## REQUIRED ACTION 1
How would you translate this sentence from the text on facial surgery into Spanish: "The choice depends on the length and scope of the procedure, as well as patient preference."
## REQUIRED ACTION 2
Could you pick up the text on facial surgery after its final sentence and keep writing?

## TEXT FOR ANALYSIS

Fat grafting is often performed alongside other procedures like facelifts or eyelid surgery. Not all transferred fat cells survive, so surgeons typically over-correct slightly, knowing some volume will be reabsorbed in the weeks following surgery.

Anesthesia and What You Feel

Most facial procedures use one of two anesthesia strategies. Office-based and less invasive procedures often rely on regional nerve blocks, where an anesthetic is injected near specific nerves to numb large sections of the face. The face has well-defined nerve pathways that supply sensation to predictable zones, so blocking a single nerve near the cheekbone, jaw, or forehead can eliminate feeling across a wide area. These blocks are sometimes combined with light sedation to keep you relaxed but not fully unconscious.

More extensive surgeries like full facelifts or complex rhinoplasties are typically performed under general anesthesia, where you’re completely asleep. The choice depends on the length and scope of the procedure, as well as patient preference. A facelift lasting several hours is more comfortably done under general anesthesia, while a minor eyelid procedure might only require local numbing and sedation.

How Sutures Hold Everything Together

Facial surgery uses two categories of sutures. Internal, absorbable sutures are placed in the deeper tissue layers to hold repositioned structures in place while they heal. These dissolve on their own over weeks to months and don’t need to be removed. They’re what anchors the SMAS layer after a facelift or secures a transposed fat pad after eyelid surgery.

External sutures close the skin. These are often non-absorbable materials like nylon or polypropylene, chosen for their strength and minimal tissue reaction. They’re removed within the first one to two weeks. Some surgeons use fast-absorbing external sutures instead, which dissolve on their own and spare you a removal visit. Both approaches produce comparable cosmetic results, though surgeon preference and incision location influence the choice.

Items listed in a dataset
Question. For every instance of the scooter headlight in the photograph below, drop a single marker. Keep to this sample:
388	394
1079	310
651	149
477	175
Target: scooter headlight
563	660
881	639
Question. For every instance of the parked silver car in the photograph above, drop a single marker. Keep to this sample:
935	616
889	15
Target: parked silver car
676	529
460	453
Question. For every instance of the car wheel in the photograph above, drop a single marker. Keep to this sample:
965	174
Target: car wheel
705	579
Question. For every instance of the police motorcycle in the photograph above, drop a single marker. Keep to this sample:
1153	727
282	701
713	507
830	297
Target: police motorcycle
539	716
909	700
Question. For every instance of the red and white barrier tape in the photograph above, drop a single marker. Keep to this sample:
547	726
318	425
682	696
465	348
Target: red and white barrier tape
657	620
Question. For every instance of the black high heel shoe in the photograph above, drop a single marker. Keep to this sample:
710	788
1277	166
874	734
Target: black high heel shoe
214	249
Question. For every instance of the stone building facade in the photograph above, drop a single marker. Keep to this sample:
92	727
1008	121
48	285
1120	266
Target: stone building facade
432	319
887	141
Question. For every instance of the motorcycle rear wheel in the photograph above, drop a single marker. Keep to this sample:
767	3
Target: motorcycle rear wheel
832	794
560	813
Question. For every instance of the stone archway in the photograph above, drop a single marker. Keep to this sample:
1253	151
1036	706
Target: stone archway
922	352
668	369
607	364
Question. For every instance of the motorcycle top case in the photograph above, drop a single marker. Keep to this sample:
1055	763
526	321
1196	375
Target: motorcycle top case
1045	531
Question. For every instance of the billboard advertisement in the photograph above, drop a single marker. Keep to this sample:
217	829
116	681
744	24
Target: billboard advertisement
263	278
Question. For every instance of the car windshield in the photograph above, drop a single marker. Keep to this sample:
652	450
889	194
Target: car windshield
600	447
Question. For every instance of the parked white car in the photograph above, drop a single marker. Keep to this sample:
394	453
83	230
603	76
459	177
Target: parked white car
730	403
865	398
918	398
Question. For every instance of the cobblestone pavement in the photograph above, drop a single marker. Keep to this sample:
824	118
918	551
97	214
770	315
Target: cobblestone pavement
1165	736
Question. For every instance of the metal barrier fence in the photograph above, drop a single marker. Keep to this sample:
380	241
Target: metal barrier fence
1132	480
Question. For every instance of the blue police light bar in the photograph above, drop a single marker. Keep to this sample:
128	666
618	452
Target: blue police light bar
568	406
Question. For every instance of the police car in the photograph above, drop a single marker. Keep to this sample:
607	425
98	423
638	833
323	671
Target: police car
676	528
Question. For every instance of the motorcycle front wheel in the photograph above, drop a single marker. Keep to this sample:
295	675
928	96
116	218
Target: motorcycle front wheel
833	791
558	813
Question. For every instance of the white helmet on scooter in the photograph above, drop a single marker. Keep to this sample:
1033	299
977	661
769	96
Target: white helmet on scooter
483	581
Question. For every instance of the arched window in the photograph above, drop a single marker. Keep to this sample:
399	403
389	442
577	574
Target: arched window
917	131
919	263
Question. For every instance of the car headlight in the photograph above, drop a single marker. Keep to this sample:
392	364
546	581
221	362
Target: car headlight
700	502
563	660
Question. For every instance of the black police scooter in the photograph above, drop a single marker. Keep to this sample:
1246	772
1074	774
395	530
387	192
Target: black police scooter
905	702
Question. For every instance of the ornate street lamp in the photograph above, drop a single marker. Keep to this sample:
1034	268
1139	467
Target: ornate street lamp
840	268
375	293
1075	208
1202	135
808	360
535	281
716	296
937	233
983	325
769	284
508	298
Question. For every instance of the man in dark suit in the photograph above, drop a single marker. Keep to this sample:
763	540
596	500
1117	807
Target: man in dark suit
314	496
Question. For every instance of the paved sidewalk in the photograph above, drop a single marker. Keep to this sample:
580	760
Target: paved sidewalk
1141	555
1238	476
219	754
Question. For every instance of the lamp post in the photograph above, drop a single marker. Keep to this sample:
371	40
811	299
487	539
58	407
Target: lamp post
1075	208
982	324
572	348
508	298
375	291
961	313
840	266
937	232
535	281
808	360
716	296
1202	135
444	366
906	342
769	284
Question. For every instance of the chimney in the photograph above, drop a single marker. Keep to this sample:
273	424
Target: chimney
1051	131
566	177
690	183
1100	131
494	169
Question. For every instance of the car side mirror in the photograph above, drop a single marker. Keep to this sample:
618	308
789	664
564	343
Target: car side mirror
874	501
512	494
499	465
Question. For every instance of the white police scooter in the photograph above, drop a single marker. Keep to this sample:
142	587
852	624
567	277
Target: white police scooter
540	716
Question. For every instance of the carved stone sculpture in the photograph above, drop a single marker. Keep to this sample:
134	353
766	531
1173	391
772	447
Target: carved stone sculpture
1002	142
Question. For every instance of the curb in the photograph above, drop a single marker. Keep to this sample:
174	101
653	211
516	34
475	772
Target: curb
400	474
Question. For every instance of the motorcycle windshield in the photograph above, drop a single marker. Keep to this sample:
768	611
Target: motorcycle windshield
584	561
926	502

## EXERCISE OUTPUT 1
La elección depende de la duración y el alcance del procedimiento, así como de la preferencia del paciente.

## EXERCISE OUTPUT 2
Recovery and Healing Timeline

The first three days after facial surgery are the most swollen and uncomfortable. By days four through seven, the worst begins to subside and some sutures may be removed. By the end of the second week, most remaining sutures come out and the bruising, initially deep purple, has typically shifted to yellow-green as it fades. Significant bruising resolves within 10 to 14 days for most people, though residual discoloration can linger for about three weeks before it’s easily hidden with makeup.

Initial results become visible around weeks three to four, once the major swelling has settled. But the face continues to change for months afterward. Tissues gradually settle into their final position, internal scar tissue softens, and residual swelling slowly resolves. Most facial plastic surgeons consider the one-year mark the point where final results are fully apparent. This doesn’t mean you’ll look swollen for a year. The changes after the first month are subtle, often only noticeable to you and your surgeon.

Complication Rates

The most common surgical complication in facial procedures is hematoma, a collection of blood beneath the skin that may require drainage. An analysis of over 129,000 cosmetic surgery patients found a major hematoma rate of 0.7% for facial procedures, lower than the rate for breast or body surgeries. The risk increases slightly when multiple procedures are combined in a single session. Temporary nerve weakness, causing difficulty moving part of the face, occurs in a small percentage of facelift patients and typically resolves within weeks to months as the nerve recovers. Permanent nerve injury is rare. Infection rates are low in facial surgery because the face has an exceptionally rich blood supply, which helps tissue resist bacteria and heal quickly.